## SHORT PROBLEM
Update the records between the lines holding "Query: roadside grass" and "MULTIPOLYGON (((127 114, 121", inclusive, changing "roadside grass" to "grass verge" and leaving everything else as it is.

──────── MATERIAL FOR THE TASK ────────

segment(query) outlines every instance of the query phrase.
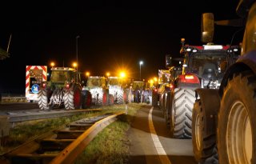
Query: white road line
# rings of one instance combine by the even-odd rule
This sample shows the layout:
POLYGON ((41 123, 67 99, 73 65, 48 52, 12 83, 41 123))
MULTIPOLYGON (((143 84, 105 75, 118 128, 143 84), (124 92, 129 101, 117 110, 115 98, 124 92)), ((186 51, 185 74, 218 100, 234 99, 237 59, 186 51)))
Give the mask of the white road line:
POLYGON ((153 121, 152 121, 152 111, 153 108, 151 107, 150 111, 149 113, 149 126, 150 126, 150 130, 151 133, 151 138, 153 139, 154 147, 158 151, 158 154, 159 155, 160 160, 162 163, 164 164, 171 164, 170 161, 169 160, 168 156, 166 155, 166 153, 165 150, 162 148, 162 146, 159 141, 158 136, 157 135, 157 133, 154 130, 153 121))

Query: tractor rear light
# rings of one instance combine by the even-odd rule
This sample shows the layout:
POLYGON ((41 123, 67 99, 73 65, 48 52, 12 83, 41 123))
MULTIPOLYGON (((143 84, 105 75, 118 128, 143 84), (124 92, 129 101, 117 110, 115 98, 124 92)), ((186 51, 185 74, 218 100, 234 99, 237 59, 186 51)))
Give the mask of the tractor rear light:
POLYGON ((172 84, 170 84, 170 89, 173 89, 174 86, 172 84))
POLYGON ((185 79, 194 79, 194 75, 192 74, 186 74, 185 75, 185 79))

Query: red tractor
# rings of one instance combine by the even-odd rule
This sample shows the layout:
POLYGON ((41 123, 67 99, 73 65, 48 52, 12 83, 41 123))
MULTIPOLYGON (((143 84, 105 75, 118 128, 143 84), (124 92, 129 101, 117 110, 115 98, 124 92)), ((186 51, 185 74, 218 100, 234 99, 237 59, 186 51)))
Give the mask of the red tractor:
POLYGON ((172 137, 190 138, 195 90, 218 89, 226 71, 225 66, 228 66, 235 62, 240 48, 213 43, 185 45, 185 39, 182 39, 182 73, 174 82, 171 95, 166 99, 169 106, 166 110, 169 114, 172 137))
POLYGON ((256 1, 240 0, 236 10, 239 19, 202 14, 202 34, 210 34, 203 40, 213 38, 214 25, 245 31, 241 57, 227 68, 218 90, 196 90, 192 142, 198 163, 256 163, 256 1))
POLYGON ((38 93, 41 110, 54 107, 66 110, 81 109, 90 101, 82 96, 82 86, 76 82, 77 71, 68 67, 53 67, 49 82, 42 82, 38 93))

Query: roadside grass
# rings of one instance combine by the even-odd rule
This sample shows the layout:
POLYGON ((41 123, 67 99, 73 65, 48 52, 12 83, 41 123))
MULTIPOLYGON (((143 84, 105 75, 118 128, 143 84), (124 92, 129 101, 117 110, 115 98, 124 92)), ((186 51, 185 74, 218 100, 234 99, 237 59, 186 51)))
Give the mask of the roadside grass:
POLYGON ((0 154, 2 154, 32 138, 58 129, 74 121, 106 113, 126 111, 127 114, 118 116, 116 122, 101 131, 75 162, 76 164, 126 163, 130 144, 126 131, 130 127, 130 122, 137 110, 144 105, 130 103, 101 106, 102 110, 98 112, 19 123, 10 130, 8 139, 0 146, 0 154))
MULTIPOLYGON (((127 114, 121 115, 116 122, 101 131, 78 156, 75 164, 127 163, 130 141, 126 131, 130 127, 134 114, 142 106, 136 103, 128 104, 127 114)), ((123 105, 121 107, 126 110, 123 105)))
MULTIPOLYGON (((1 145, 0 145, 0 154, 2 154, 6 152, 8 152, 9 150, 18 146, 19 145, 24 143, 25 142, 36 136, 39 136, 48 131, 58 129, 76 120, 79 120, 84 118, 90 118, 90 117, 94 117, 99 114, 104 114, 106 113, 125 111, 126 106, 127 106, 127 108, 128 108, 128 114, 126 115, 125 117, 122 116, 121 119, 118 119, 118 122, 113 123, 114 126, 111 125, 110 127, 108 126, 106 130, 108 130, 109 133, 106 133, 105 134, 101 134, 102 136, 104 135, 108 136, 106 134, 109 134, 109 135, 114 135, 114 136, 117 135, 114 138, 122 138, 118 135, 121 135, 121 136, 125 135, 122 133, 129 127, 129 125, 130 122, 130 116, 134 115, 136 110, 139 108, 138 104, 127 104, 127 105, 122 104, 122 105, 101 106, 100 109, 102 109, 102 110, 98 111, 98 112, 94 111, 90 113, 86 113, 86 114, 84 113, 82 114, 74 115, 70 117, 29 121, 29 122, 18 123, 15 126, 15 127, 10 130, 10 135, 8 136, 7 138, 2 139, 1 145), (109 128, 111 128, 111 129, 109 129, 109 128), (114 134, 111 134, 110 132, 114 134), (117 132, 119 132, 119 133, 117 133, 117 132)), ((112 139, 110 138, 110 141, 112 139)), ((104 142, 104 143, 105 142, 104 142)), ((107 146, 106 146, 106 147, 107 146)), ((92 149, 92 148, 90 148, 90 149, 92 149)), ((97 151, 97 150, 95 150, 97 151)), ((95 153, 93 153, 93 154, 95 154, 95 153)))

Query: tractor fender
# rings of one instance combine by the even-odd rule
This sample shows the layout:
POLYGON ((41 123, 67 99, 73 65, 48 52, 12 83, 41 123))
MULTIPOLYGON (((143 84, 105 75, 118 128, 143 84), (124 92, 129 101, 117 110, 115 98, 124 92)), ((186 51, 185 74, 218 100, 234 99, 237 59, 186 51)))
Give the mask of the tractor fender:
POLYGON ((233 78, 234 74, 246 70, 252 70, 256 74, 256 50, 252 50, 241 56, 235 63, 231 65, 226 71, 219 88, 219 95, 222 98, 224 88, 229 79, 233 78))
POLYGON ((218 112, 220 108, 220 97, 218 90, 214 89, 202 89, 195 90, 196 97, 199 96, 201 106, 205 113, 206 135, 216 132, 218 112))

────────

## CORRECT RESULT
Query: grass verge
# rings of one instance combine by the even-odd rule
This sample shows the layout:
POLYGON ((41 123, 67 99, 73 65, 48 52, 12 83, 41 123))
MULTIPOLYGON (((143 84, 105 75, 118 128, 143 84), (124 92, 129 101, 117 110, 115 98, 124 92)), ((186 51, 185 74, 218 100, 234 99, 237 59, 186 51)))
Give the mask of the grass verge:
POLYGON ((0 154, 2 154, 32 138, 58 129, 74 121, 106 113, 126 111, 127 114, 118 116, 116 122, 101 131, 75 162, 76 164, 126 163, 130 144, 126 131, 130 127, 130 122, 137 110, 144 105, 130 103, 101 106, 102 110, 98 112, 19 123, 10 130, 8 139, 0 146, 0 154))
MULTIPOLYGON (((127 114, 121 115, 116 122, 101 131, 78 156, 75 164, 127 163, 130 141, 126 131, 130 127, 134 114, 142 106, 136 103, 128 104, 127 114)), ((123 105, 121 107, 126 110, 123 105)))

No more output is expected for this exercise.